## GIVEN EXERCISE
Print every one of the following records word for word, leaving each line unchanged.

[Start of PROVIDED DATA]

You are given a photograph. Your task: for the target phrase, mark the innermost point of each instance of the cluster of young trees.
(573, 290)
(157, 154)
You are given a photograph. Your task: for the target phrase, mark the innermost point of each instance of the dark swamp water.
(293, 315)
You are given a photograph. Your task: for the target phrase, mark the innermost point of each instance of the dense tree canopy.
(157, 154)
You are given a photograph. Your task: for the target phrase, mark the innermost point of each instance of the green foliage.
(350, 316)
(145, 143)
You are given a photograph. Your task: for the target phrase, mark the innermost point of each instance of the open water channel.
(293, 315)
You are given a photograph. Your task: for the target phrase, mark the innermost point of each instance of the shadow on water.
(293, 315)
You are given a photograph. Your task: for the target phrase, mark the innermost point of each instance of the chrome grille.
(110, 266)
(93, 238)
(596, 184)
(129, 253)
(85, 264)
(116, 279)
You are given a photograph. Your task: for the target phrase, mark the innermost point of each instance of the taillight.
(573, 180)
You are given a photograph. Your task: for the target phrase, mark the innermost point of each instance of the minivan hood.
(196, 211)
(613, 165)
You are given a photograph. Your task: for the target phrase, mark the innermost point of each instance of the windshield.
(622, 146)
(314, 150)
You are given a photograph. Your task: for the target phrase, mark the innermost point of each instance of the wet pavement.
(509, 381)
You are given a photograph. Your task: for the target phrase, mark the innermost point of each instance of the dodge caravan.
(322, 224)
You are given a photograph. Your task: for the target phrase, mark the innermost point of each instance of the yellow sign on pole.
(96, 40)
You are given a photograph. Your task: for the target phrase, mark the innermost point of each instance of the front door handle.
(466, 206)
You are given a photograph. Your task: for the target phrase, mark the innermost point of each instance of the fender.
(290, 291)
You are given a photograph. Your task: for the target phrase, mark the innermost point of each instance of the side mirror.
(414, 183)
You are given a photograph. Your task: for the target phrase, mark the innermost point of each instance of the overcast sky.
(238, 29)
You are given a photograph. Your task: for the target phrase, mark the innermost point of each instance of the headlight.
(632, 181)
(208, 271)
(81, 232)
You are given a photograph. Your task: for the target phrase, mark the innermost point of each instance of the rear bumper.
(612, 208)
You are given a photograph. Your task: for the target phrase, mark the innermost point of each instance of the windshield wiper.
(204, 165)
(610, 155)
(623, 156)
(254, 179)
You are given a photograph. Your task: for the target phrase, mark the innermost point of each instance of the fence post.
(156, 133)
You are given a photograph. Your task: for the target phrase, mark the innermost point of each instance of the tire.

[End of PROVIDED DATA]

## EXERCISE OUTPUT
You are given a photograph. Your task: for the target phrase, mark the innermost point of each instance of the cluster of young trees.
(573, 290)
(157, 154)
You are given a photograph. Your task: for the target phrase, mark the innermost point of each instance of the dark swamp water.
(293, 315)
You are given a photograph. Your task: for the target phrase, mark the innermost point of each instance of the dense tree canopy.
(157, 154)
You are given a photograph. Your task: for the target phrase, mark the innermost point of each instance of the green foliage.
(350, 316)
(145, 143)
You are given a photograph. Your task: for the target phrase, mark the innermost point of each instance of the open water channel.
(293, 315)
You are given a photograph. Your task: for the target phrase, mark the innermost point of each instance of the shadow on water.
(293, 315)
You are given a photograph. Your task: for the target phrase, mark the innermost point of each instance of the chrome grille.
(110, 266)
(93, 238)
(596, 184)
(129, 253)
(85, 264)
(116, 279)
You are given a photograph. Your task: for the target phrase, mark the innermost point of each instance of the taillight.
(573, 180)
You are given a photograph. Your task: for the target phrase, mark the innermost point of each instance of the minivan hood.
(196, 211)
(613, 165)
You are given a photograph. Your task: for the target phrase, mark the innermost point of each instance of the windshield.
(622, 146)
(314, 150)
You are given a photograph. Your task: for the target phrase, mark the innermost point of each instance of the wet pavement.
(509, 381)
You are given a photograph. Your task: for the target phrase, mark the innermost point of each instance of the dodge caravan.
(322, 224)
You are given a photograph. Your task: for the target phrase, mark the innermost point of each instance of the yellow sign on pole.
(96, 40)
You are given a photograph. Your task: for the target phrase, mark the innermost point of each instance of the front door handle.
(466, 206)
You are given a photograph. Your task: for the target phrase, mark the innermost point of each instance of the fender.
(290, 291)
You are given a photograph. Your task: for the target phrase, mark the innermost point of each instance of the side mirror.
(414, 183)
You are given a photograph. Your task: for the target phrase, mark the innermost point of each instance of the overcast sky.
(238, 29)
You are given a photograph. Your task: for the target phrase, mark the innermost point of each instance of the headlight.
(632, 181)
(208, 271)
(81, 232)
You are given a photograph. Your task: for the target phrase, mark the innermost point of each instance of the rear bumper.
(612, 208)
You are given a photograph. Your task: for the target phrase, mark the innermost point of each instance of the windshield wiper.
(204, 165)
(610, 155)
(623, 156)
(254, 179)
You are given a photograph. Your task: for the target phrase, mark the innermost point of each instance of the fence post.
(156, 133)
You are given a photograph. Your task: for the target phrase, mark the innermost point of each instance of the tire.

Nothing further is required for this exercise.